• The $100 genome has arrived…
  • Meta (Facebook) joins the fight for AR supremacy
  • That’s not the Sun. It’s Wolf 1069

Dear Reader,

It’s official. We’ve entered the early stages of the next great tech bubble.

It’s not the entire market – not yet at least. This bubble is centered around artificial intelligence, kicked off by the release of ChatGPT by OpenAI on December 1.

The underlying technology – large language models developed using neural networks – has been around for years. But something changed in the last three months. The technology improved, as did the semiconductors used to train the artificial intelligence, leading the number of parameters in the training sets to jump from tens of billions to hundreds of billions.

So we’ve now crossed the Rubicon. The technology is far from perfect, yet it clearly has incredible utility. And it doesn’t take much extrapolation to see what it will become by the second half of this year.

In the last couple of days, there has been rampant speculation that OpenAI paid a large sum for the domain AI.com. Numbers being thrown around are in excess of $10 million. That wouldn’t surprise me at all considering a domain like Hotels.com sold for $11 million years ago. If AI.com was indeed sold, I suspect it was for a far higher figure.

While the sale hasn’t been confirmed, what we do know is that AI.com redirects to chat.openai.com. That’s the landing page for OpenAI’s ChatGPT generative AI.

Days ago, OpenAI announced a new subscription plan for premium access to ChatGPT. For just $20 a month, a user can have unrestricted access to ChatGPT at all hours. There are already more than 100 million users of ChatGPT today, a metric that it hit in just two months. Where will we be by the end of the year? A billion users?

It doesn’t take much to understand the economics. At just 10 million premium subscribers, OpenAI will be generating $200 million in revenue a month, which is $2.4 billion a year. That’s just on subscription revenues – nothing else. And that revenue almost certainly comes with 70–80% gross margins. That’s why OpenAI now has a valuation of $29 billion.

OpenAI is now cashed up with an investment of $10 billion from Microsoft. And if it did buy AI.com, the seller knew it. When a company is sitting on $10 billion, what’s $50 million to own “the” top artificial intelligence domain? Chicken scraps.

We’re at the beginning of an epic bubble.

That’s why OpenAI, Anthropic, Cohere, and so many others are raising hundreds of millions, even billions in venture capital rounds at massive multi-billion valuations. Private deals focused on artificial intelligence are flying right now. And the same thing is happening in the public sector.

“The” artificial intelligence ticker (AI) was smartly taken by AI firm C3.AI. The stock chart of C3.AI looks like the trajectory of a SpaceX Falcon 9 rocket launch. It’s up almost 150% since its December lows.

It’s like a light bulb suddenly switched on for Wall Street. I admit, for many, understanding the power of AI can be difficult. Generative AI made it simple. Using it is like a dopamine hit. Ask it to generate an image or a text response and it happens in seconds. And it’s not a novelty. It’s already being widely used to enhance productivity and help us humans accomplish time-consuming tasks in seconds – recovering minutes, if not hours, of our day.

We’ve entered the bubble, and it’s just getting started. Venture capitalists and private equity firms are scrambling to get exposure at any valuation. And Wall Street is returning to their spreadsheets to update their valuation models.

Not only will there be an explosion of private companies developing in this space, but existing software companies that have a large install base are in an incredible position for explosive growth. Many of them have been using AI and machine learning for years. But now that technology is supercharged.

Record extracts

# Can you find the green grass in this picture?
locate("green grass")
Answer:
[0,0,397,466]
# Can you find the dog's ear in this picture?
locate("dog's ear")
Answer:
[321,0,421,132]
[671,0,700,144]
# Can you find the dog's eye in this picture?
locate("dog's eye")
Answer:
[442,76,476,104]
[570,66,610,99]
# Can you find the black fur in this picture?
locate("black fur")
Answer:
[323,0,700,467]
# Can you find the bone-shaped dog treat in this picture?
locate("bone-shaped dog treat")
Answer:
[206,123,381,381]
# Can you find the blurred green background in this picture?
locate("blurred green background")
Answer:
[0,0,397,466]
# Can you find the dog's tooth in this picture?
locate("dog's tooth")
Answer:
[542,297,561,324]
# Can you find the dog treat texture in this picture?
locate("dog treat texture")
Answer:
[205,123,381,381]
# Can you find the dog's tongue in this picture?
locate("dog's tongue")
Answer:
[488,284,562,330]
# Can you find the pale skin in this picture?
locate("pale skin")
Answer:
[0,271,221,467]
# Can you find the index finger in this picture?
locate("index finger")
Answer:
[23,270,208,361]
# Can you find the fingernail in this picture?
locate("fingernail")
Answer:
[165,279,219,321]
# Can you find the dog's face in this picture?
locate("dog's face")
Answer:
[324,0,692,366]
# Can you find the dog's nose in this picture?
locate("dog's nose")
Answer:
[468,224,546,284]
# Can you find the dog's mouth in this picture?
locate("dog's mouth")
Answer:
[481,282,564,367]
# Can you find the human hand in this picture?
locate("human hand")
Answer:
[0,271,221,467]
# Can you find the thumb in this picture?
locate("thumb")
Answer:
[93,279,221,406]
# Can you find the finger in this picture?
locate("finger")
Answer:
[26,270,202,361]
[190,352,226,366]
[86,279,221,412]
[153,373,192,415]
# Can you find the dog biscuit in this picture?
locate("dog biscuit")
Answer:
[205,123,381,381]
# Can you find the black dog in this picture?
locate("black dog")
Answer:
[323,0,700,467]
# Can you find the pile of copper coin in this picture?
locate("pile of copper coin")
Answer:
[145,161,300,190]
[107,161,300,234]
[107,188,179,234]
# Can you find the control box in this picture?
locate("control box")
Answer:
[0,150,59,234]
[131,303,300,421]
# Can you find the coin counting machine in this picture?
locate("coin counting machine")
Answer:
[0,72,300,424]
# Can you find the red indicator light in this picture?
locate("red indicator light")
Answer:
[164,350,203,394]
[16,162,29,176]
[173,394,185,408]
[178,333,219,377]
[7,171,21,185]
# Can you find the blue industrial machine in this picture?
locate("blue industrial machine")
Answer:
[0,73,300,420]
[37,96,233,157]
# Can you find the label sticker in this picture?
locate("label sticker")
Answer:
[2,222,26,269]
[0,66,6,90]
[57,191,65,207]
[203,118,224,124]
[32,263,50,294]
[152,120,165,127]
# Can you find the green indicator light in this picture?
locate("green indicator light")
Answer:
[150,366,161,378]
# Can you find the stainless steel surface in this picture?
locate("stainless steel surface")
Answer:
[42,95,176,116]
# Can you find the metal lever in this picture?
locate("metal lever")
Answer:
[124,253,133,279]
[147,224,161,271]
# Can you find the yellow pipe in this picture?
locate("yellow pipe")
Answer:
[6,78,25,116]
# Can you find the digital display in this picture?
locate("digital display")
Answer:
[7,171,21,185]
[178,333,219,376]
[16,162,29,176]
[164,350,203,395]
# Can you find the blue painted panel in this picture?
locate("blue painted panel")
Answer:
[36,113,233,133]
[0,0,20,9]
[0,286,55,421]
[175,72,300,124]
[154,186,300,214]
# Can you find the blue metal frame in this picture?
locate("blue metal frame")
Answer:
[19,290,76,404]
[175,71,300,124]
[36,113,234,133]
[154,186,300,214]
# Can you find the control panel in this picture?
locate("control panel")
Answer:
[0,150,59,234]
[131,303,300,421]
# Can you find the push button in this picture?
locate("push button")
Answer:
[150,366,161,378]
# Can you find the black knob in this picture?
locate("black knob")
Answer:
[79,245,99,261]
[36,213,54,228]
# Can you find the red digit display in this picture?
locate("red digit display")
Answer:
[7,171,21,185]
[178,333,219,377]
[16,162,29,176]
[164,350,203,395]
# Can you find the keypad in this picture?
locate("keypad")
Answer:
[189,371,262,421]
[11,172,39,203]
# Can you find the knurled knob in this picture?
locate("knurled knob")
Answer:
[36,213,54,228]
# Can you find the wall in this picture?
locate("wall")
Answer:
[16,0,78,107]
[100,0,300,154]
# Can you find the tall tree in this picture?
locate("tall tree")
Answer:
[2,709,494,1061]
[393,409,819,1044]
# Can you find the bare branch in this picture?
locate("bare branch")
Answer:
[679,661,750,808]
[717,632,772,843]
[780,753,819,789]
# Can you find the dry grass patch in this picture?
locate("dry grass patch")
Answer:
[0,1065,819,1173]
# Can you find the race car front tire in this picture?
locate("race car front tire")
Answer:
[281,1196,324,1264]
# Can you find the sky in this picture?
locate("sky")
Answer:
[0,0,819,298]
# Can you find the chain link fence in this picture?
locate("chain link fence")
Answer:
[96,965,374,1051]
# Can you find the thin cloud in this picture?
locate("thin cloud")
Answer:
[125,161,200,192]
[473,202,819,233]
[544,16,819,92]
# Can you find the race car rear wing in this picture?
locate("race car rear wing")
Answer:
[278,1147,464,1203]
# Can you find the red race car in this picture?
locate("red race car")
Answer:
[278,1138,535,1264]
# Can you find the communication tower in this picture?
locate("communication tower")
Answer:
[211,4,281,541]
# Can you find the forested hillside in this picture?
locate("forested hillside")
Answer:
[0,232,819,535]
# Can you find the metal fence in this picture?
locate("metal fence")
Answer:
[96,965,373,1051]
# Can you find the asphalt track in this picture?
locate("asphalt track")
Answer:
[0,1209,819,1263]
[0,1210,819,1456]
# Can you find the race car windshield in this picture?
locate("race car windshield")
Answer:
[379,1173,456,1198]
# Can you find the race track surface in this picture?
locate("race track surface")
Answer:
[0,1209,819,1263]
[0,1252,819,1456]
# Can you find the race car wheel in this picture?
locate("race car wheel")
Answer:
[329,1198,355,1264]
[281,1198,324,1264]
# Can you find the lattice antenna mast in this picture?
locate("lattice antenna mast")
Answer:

Try it
Pull from the AI bubble newsletter above the passage that starts with the words containing "Not only will" and finishes with "technology is supercharged.". Copy it word for word.

Result below
Not only will there be an explosion of private companies developing in this space, but existing software companies that have a large install base are in an incredible position for explosive growth. Many of them have been using AI and machine learning for years. But now that technology is supercharged.